> _GESTELLTE AUFGABE 1_: Nenne alle Benutzernamen, die im Forumsthread über Porsche-Boote in einer Kopfzeile mit Datum stehen.

> _VORLIEGENDER TEXT_:
╭──

# Kennt jemand Porsche Boote (P410 oder P480)



## Bodensee89 (2. Oktober 2013)

Hallo, 

kennt jemand den Anbieter www.porsche-boote.de ? 

Ich bin mittlerweile von meinem Wunsch nach einem Aluboot wieder etwas weg gekommen (verschiedene Gründe) und hab oben genannte Boote entdeckt. 

Die Firma ist nur 2 h fahrt von mir entfernt, das heißt ich werde da mal vorbei fahren. 


Hat trotzdem evtl. jemand Erfahrung mit dem Hersteller/Anbieter ? 

Bei den Modellen würde mich entweder das P 410 oder 480 interessieren, eher letzteres wenn man Ruder nachrüsten kann. 


Danke


----------



## chrix (3. Oktober 2013)

*AW: Kennt jemand Porsche Boote (P410 oder P480)*

Hi,

frag mal im Angelzentrum Freiburg nach. Glaube die arbeiten mit Porsche Boote zusammen.

Gruß


----------



## wusel345 (4. Oktober 2013)

*AW: Kennt jemand Porsche Boote (P410 oder P480)*

Moin Bodensee89,

bevor ich mich 2 Stunden ist Auto setze und Sprit vergurke würde ich dort anrufen und fragen, ob es einen Händler in meiner näheren Umgebung gibt, der diese Boote vertreibt.


----------



## ragbar (8. Oktober 2013)

╰──

> _ZU BEARBEITENDE DATENSÄTZE_:
╭──

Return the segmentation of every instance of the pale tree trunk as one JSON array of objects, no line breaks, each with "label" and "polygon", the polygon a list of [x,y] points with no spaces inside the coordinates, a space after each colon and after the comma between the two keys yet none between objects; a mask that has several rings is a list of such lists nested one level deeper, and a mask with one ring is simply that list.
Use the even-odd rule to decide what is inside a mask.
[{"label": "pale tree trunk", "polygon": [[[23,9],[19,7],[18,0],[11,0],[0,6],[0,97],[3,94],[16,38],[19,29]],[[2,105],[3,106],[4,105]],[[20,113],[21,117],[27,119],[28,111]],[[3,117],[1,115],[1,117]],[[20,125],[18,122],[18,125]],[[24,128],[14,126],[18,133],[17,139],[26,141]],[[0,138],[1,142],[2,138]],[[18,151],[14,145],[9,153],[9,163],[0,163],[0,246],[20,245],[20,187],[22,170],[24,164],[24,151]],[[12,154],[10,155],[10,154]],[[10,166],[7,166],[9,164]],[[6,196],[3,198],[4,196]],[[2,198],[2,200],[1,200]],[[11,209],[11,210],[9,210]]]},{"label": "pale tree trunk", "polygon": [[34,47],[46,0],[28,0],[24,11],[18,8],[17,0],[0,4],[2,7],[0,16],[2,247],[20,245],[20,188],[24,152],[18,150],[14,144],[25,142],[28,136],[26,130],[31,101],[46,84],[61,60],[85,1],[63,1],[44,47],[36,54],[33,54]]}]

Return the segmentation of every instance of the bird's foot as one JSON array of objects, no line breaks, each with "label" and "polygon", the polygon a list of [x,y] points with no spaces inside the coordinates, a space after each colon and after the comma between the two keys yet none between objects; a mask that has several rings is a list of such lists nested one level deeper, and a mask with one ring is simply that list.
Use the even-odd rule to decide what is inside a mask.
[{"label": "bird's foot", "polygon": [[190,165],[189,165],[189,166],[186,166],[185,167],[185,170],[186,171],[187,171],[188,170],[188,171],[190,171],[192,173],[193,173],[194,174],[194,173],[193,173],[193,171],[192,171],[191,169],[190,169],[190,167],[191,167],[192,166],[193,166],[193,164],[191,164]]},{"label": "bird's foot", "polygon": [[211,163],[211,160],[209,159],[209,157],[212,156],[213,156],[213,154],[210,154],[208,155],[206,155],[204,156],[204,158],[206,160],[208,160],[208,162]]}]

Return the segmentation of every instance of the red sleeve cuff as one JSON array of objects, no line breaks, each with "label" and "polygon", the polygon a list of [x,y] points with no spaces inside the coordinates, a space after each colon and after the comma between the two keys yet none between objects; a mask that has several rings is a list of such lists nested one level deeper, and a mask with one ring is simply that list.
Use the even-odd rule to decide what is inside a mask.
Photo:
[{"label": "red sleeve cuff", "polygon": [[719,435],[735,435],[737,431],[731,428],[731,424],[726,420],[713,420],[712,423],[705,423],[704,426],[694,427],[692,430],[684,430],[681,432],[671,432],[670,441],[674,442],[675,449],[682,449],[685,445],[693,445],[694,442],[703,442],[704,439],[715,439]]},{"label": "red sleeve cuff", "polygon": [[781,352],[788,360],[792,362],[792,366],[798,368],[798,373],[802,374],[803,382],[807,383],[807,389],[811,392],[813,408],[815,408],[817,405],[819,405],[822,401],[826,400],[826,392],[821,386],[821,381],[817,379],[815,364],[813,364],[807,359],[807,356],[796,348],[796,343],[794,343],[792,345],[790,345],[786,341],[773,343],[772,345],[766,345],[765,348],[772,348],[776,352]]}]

╰──

> _GESTELLTE AUFGABE 2_: Suche in den Datensätzen jede Zeile, die das Wort "foot" enthält, und gib diese Zeilen vollständig wieder. Groß- und Kleinschreibung zählt.

> _SCHRIFTLICHE ANTWORT 1_: Bodensee89, chrix, wusel345, ragbar

> _SCHRIFTLICHE ANTWORT 2_:
Return the segmentation of every instance of the bird's foot as one JSON array of objects, no line breaks, each with "label" and "polygon", the polygon a list of [x,y] points with no spaces inside the coordinates, a space after each colon and after the comma between the two keys yet none between objects; a mask that has several rings is a list of such lists nested one level deeper, and a mask with one ring is simply that list.
[{"label": "bird's foot", "polygon": [[190,165],[189,165],[189,166],[186,166],[185,167],[185,170],[186,171],[187,171],[188,170],[188,171],[190,171],[192,173],[193,173],[194,174],[194,173],[193,173],[193,171],[192,171],[191,169],[190,169],[190,167],[191,167],[192,166],[193,166],[193,164],[191,164]]},{"label": "bird's foot", "polygon": [[211,163],[211,160],[209,159],[209,157],[212,156],[213,156],[213,154],[210,154],[208,155],[206,155],[204,156],[204,158],[206,160],[208,160],[208,162]]}]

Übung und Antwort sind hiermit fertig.